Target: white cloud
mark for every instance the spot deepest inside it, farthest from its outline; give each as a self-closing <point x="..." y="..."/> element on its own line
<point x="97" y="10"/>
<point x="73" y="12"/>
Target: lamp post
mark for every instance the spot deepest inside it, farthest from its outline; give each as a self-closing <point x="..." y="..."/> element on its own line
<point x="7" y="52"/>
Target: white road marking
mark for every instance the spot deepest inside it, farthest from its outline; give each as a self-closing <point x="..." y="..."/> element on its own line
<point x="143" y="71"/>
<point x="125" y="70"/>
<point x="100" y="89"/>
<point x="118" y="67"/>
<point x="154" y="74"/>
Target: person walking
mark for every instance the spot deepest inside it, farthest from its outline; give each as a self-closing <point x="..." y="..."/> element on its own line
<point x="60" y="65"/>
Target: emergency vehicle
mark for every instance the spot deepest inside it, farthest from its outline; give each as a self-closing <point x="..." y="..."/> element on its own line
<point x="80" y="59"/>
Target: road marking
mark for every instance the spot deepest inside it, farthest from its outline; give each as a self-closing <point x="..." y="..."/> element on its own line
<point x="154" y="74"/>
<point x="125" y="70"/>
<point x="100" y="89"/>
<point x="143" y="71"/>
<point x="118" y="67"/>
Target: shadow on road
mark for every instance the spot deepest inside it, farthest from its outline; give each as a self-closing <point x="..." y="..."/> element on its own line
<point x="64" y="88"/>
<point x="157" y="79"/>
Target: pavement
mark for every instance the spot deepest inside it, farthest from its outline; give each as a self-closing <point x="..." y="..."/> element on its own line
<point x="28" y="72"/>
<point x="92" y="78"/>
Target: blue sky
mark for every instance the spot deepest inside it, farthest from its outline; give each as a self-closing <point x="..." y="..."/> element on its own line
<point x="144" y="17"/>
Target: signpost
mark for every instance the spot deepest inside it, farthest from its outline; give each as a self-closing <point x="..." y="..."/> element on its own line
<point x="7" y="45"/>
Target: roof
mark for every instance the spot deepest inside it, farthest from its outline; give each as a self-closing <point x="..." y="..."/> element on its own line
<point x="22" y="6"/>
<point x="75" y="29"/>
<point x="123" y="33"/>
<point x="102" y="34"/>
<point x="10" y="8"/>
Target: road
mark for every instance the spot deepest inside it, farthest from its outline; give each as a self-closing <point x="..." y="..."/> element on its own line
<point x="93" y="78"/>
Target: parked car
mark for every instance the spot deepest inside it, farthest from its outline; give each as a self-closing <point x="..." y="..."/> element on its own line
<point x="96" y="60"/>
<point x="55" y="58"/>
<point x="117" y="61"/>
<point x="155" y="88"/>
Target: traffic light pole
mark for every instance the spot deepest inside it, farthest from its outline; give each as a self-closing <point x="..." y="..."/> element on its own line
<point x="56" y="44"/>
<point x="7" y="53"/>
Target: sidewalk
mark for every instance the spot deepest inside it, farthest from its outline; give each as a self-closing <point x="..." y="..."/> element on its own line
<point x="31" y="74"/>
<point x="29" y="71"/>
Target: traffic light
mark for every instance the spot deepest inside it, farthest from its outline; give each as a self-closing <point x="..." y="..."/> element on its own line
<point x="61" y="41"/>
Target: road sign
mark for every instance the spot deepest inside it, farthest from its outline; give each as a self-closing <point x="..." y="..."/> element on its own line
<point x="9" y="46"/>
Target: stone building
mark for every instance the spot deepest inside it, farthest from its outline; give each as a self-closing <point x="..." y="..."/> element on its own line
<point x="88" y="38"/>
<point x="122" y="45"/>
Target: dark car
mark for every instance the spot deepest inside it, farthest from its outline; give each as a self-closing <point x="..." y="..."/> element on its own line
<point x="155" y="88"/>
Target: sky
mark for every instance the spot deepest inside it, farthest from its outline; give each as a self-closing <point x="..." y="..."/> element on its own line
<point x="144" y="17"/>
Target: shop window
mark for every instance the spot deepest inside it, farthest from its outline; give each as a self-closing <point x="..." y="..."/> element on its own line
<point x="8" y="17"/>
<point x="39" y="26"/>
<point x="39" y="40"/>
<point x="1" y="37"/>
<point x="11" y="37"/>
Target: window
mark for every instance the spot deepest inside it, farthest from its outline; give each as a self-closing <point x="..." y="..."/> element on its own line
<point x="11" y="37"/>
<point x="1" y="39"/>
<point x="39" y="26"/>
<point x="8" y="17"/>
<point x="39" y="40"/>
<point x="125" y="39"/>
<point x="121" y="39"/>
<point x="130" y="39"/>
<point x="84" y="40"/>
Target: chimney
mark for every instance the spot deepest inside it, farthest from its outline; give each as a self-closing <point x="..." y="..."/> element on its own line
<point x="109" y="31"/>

○ ○ ○ ○

__EXERCISE DETAILS__. Extract the entries above verbatim.

__TASK SOLUTION__.
Target: white cloud
mark for every instance the spot deepest inside it, farthest from its outline; give each as a self-closing <point x="..." y="..."/> element on its own line
<point x="97" y="10"/>
<point x="73" y="12"/>
Target: lamp post
mark for every instance the spot deepest inside it, farthest from its outline; give each as a self-closing <point x="..." y="..."/> element on its own line
<point x="7" y="52"/>
Target: white road marking
mark for every instance the spot deepest inside it, farthest from its outline; give each as a self-closing <point x="..." y="..."/> element on its own line
<point x="143" y="71"/>
<point x="125" y="70"/>
<point x="100" y="89"/>
<point x="118" y="67"/>
<point x="154" y="74"/>
Target: person walking
mark for every instance the spot deepest inside it, farthest from its outline; give each as a self-closing <point x="..." y="..."/> element on its own line
<point x="60" y="65"/>
Target: emergency vehicle
mark for every instance the spot deepest inside it, farthest from its outline; give each as a self-closing <point x="..." y="..."/> element on its own line
<point x="80" y="59"/>
Target: road marking
mark for every instance the spot deepest inside it, farthest from its outline; give each as a self-closing <point x="..." y="..."/> element on its own line
<point x="154" y="74"/>
<point x="125" y="70"/>
<point x="100" y="89"/>
<point x="143" y="71"/>
<point x="118" y="67"/>
Target: shadow on road
mark for every instance the spot deepest inside it, farthest from its outline; give each as a self-closing <point x="..." y="..."/> element on its own line
<point x="64" y="88"/>
<point x="157" y="79"/>
Target: pavement
mark for every instance the spot deepest inside it, farthest from its outline; give each as a self-closing <point x="..." y="..."/> element on its own line
<point x="28" y="72"/>
<point x="92" y="78"/>
Target: blue sky
mark for every instance the spot deepest inside it, farthest from its outline; give each as a self-closing <point x="..." y="..."/> element on its own line
<point x="144" y="17"/>
Target: signpost
mark for every instance the spot deepest inside it, farthest from its outline; give each as a self-closing <point x="..." y="..."/> element on its own line
<point x="7" y="45"/>
Target: roof
mark for every instance the spot deepest inside it, farthest from its outline; give each as a self-closing <point x="..." y="..."/> element on its own line
<point x="22" y="6"/>
<point x="75" y="29"/>
<point x="123" y="33"/>
<point x="102" y="34"/>
<point x="10" y="8"/>
Target: road
mark for every instance the spot deepest inside it, farthest from its outline; give each as a self-closing <point x="..." y="..."/> element on its own line
<point x="93" y="78"/>
Target: parked car
mark for every instance the spot deepest inside it, farthest from its outline; give each as a self-closing <point x="..." y="..."/> element on its own line
<point x="96" y="60"/>
<point x="55" y="58"/>
<point x="117" y="61"/>
<point x="155" y="88"/>
Target: traffic light pole
mark for every instance the spot deepest inside it, farthest from its outline; give each as a self-closing <point x="..." y="..."/> element on its own line
<point x="56" y="44"/>
<point x="7" y="53"/>
Target: sidewalk
mark for every instance the spot deepest inside it, farthest from its outline; give each as a self-closing <point x="..." y="..."/> element on its own line
<point x="31" y="74"/>
<point x="29" y="71"/>
Target: traffic light
mark for every instance the spot deepest inside it, farthest from its outline; give each as a self-closing <point x="..." y="..."/> element on its own line
<point x="61" y="41"/>
Target: road sign
mark for every instance the spot deepest inside it, farthest from its outline; give each as a self-closing <point x="..." y="..."/> element on its own line
<point x="9" y="46"/>
Target: stone building
mark for every instance the spot deepest inside it, farthest from its outline; give each as a self-closing <point x="..." y="..."/> element on its own line
<point x="88" y="38"/>
<point x="122" y="45"/>
Target: dark car
mark for every instance the spot deepest inside it, farthest from its outline; give each as a self-closing <point x="..." y="..."/> element on its own line
<point x="155" y="88"/>
Target: sky
mark for every instance the spot deepest inside it, farthest from its outline; give each as a self-closing <point x="..." y="..."/> element on its own line
<point x="144" y="17"/>
Target: shop window
mark for every instance the spot deepest inside it, farthest from its outline; give each as a self-closing <point x="..." y="..."/> element on its own line
<point x="8" y="17"/>
<point x="39" y="26"/>
<point x="39" y="40"/>
<point x="1" y="37"/>
<point x="11" y="37"/>
Target: window
mark for every instance the spot deepest inside it, farthest from its outline; give each as a self-closing <point x="..." y="..."/> element on its own line
<point x="11" y="37"/>
<point x="1" y="39"/>
<point x="39" y="26"/>
<point x="8" y="17"/>
<point x="39" y="40"/>
<point x="125" y="39"/>
<point x="121" y="39"/>
<point x="130" y="39"/>
<point x="84" y="40"/>
Target: chimney
mark for every instance the spot deepest inside it, farthest from its outline; give each as a self-closing <point x="..." y="..."/> element on its own line
<point x="109" y="31"/>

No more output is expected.